> Task requirements:
Extract each line of the data and write it out again exactly.

> Collection entries:
☆ ☆ ☆ ☆
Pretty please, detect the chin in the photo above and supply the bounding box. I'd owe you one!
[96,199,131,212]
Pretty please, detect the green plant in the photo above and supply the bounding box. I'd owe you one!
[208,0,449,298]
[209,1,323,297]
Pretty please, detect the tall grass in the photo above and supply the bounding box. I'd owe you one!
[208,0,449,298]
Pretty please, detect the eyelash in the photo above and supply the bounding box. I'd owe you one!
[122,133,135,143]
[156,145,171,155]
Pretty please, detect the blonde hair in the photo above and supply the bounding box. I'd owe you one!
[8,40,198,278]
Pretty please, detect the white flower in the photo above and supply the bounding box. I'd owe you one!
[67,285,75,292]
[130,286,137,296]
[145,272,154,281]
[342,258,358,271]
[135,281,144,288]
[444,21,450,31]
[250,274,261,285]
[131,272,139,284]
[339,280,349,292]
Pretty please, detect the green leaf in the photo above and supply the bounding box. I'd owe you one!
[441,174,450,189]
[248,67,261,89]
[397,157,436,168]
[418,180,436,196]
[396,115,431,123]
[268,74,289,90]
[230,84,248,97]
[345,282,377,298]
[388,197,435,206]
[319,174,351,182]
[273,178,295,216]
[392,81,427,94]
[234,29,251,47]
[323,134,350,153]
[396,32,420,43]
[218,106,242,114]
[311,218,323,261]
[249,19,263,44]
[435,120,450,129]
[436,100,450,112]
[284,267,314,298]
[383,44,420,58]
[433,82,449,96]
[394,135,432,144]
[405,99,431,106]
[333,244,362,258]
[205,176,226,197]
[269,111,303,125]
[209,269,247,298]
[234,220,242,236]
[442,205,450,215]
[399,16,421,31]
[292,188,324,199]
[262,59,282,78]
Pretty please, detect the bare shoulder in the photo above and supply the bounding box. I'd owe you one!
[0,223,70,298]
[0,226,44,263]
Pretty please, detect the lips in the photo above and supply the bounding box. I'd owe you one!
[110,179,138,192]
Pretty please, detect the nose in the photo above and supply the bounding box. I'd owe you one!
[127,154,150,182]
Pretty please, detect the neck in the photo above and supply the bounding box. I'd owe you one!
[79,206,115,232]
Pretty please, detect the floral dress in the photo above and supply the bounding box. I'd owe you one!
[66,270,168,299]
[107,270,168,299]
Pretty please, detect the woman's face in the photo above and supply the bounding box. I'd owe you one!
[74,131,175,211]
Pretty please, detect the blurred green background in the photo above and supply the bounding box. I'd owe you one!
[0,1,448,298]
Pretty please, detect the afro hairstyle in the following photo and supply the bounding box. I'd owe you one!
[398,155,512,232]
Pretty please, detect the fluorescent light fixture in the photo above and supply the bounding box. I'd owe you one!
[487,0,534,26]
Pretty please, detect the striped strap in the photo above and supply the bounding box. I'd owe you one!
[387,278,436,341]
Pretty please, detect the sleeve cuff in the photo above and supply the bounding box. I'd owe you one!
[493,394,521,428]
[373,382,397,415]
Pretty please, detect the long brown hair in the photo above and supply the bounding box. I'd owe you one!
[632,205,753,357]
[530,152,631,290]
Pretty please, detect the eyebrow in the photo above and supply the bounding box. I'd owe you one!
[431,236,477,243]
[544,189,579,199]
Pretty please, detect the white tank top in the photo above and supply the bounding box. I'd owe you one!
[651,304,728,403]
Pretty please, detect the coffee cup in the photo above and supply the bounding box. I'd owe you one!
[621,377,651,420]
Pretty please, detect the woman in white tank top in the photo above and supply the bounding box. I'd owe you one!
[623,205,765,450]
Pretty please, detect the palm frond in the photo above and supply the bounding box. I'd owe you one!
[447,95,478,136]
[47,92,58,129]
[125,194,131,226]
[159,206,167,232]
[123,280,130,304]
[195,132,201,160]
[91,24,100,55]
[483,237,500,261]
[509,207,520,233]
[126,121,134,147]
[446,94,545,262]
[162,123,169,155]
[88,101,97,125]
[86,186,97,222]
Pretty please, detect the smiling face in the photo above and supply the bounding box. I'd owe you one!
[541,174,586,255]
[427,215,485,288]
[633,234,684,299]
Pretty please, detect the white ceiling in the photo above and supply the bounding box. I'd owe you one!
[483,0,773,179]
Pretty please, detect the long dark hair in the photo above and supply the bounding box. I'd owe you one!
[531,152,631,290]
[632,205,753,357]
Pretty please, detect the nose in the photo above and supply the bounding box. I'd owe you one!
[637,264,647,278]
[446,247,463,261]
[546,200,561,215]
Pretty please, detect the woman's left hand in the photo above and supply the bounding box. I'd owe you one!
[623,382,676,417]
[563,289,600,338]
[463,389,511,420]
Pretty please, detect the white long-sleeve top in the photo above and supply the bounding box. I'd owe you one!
☆ ☆ ☆ ☆
> Written solution:
Pretty please, detect the chin in the photo above and supply the bounding box. I'd owe you one!
[96,199,131,212]
Pretty please, detect the green plant in the photo above and supply the bounding box. I'd owe you one!
[208,0,449,298]
[209,1,323,297]
Pretty please, detect the tall grass in the photo above and supply the bounding box. I'd owe you one!
[208,0,449,298]
Pretty please, detect the eyelash in the photo above and supply the bounding box. I'd owe you one!
[122,133,135,143]
[156,145,171,155]
Pretty please, detect the blonde hair in the photo above and supply the bounding box. I'd owe you one!
[8,40,198,278]
Pretty please, detect the white flower in the photo above and supply the bounding box. I'd owe you one!
[67,285,75,292]
[130,286,137,296]
[145,272,154,281]
[342,258,358,271]
[135,281,144,288]
[444,21,450,31]
[250,274,261,285]
[131,272,139,284]
[339,280,349,292]
Pretty please, detect the green leaf in the photo above and supply the bounding box. I'd owe you one!
[441,174,450,189]
[248,67,261,89]
[397,157,436,168]
[418,180,436,196]
[396,115,431,123]
[268,74,289,90]
[230,84,248,97]
[345,282,377,298]
[388,197,435,206]
[319,174,351,182]
[273,178,295,216]
[392,81,427,94]
[234,29,251,47]
[323,134,350,153]
[396,32,420,43]
[218,106,242,114]
[311,218,323,261]
[249,19,263,44]
[435,120,450,129]
[436,100,450,112]
[284,267,314,298]
[383,44,420,58]
[433,82,449,96]
[394,135,432,144]
[405,99,431,106]
[333,244,362,258]
[205,176,226,197]
[269,111,303,125]
[209,269,247,298]
[234,220,242,236]
[442,205,450,215]
[399,16,421,31]
[292,188,324,199]
[262,59,282,78]
Pretty please, detect the bare shoulder in the photo above and supply the bounding box. I'd owe you one!
[0,223,70,298]
[0,226,44,263]
Pretty please, detect the lips in the photo above and supply the bounding box. I'd owe you one!
[110,179,138,192]
Pretty please, detect the nose in the photo above and supply the bounding box. I'd owe you one!
[127,154,150,182]
Pretty please, detect the neck in the photo above and supply the bounding box. I'd owe you one!
[79,206,115,232]
Pretty please, detect the floral dress in the photo above and supply the bounding box. I'd owe you one!
[66,270,168,299]
[107,270,168,299]
Pretty please, detect the woman's face in the photo above and supply the bounding box. I'd owe you one!
[74,131,175,211]
Pretty please, detect the blurred green background in the photo above and supply the bounding box. I'd owe you one!
[0,1,448,298]
Pretty please, detect the afro hairstyle in the following photo and supply the bounding box. I'd owe you one!
[398,155,512,232]
Pretty please, detect the fluorescent light fixture in the photo above and supply the bounding box. I'd owe you one!
[487,0,534,26]
Pretty please, detect the striped strap in the photo above and supply the bounding box. I'd owe you one!
[387,278,436,341]
Pretty please, detect the sleeve cuff in the photo above and supply the bounding box. I'd owe you one!
[493,394,521,428]
[373,382,397,415]
Pretty please, detect the long brown hair in the photo above and supply the bounding box. I'd owe you one!
[632,205,753,357]
[530,152,631,290]
Pretty please, detect the eyebrow in the photo above and supply the bounding box. I'd owe you one!
[431,236,477,243]
[544,189,579,199]
Pretty please, detect the white tank top in the photo above and supply the bounding box. I'd owe you one!
[651,304,728,403]
Pretty please, detect the coffee cup in the photo above and supply the bounding box. I'd owe you one!
[621,377,651,420]
Pretty please, detect the woman in white tank top in the photo above and supply the bounding box. I'd owe you one!
[623,205,765,450]
Pretty please, detect the palm frond in the photo above and supply the bounding box. I'd owe you one!
[447,95,478,136]
[47,92,58,129]
[125,194,131,226]
[159,206,167,232]
[123,280,130,304]
[195,132,201,160]
[91,24,100,55]
[483,237,500,261]
[509,207,520,233]
[126,121,134,147]
[446,94,545,262]
[162,123,169,155]
[88,101,97,125]
[86,186,97,222]
Pretty please, detect the smiling face in the photo above and supply the bounding box. I'd owe you one!
[541,174,586,255]
[427,215,485,288]
[633,234,684,299]
Pretty please, detect the white ceiling in the photo above and supply the bounding box. I'd owe you one!
[483,0,773,179]
Pretty please, detect the long dark hair in the photo above and supply the bounding box. I'd owe you one!
[531,152,631,290]
[632,205,753,357]
Pretty please, detect the nose in the photo above and supply the bounding box. I'd owe you one!
[637,264,647,278]
[446,247,463,261]
[546,200,561,215]
Pretty please, detect the woman's left hand in the photo above and supply the bounding box. I'd owe you one!
[623,382,676,417]
[563,289,600,338]
[463,389,511,420]
Pretty please, detect the white long-sleeve top in the photo above and supply the bounding box. I'd owe you one!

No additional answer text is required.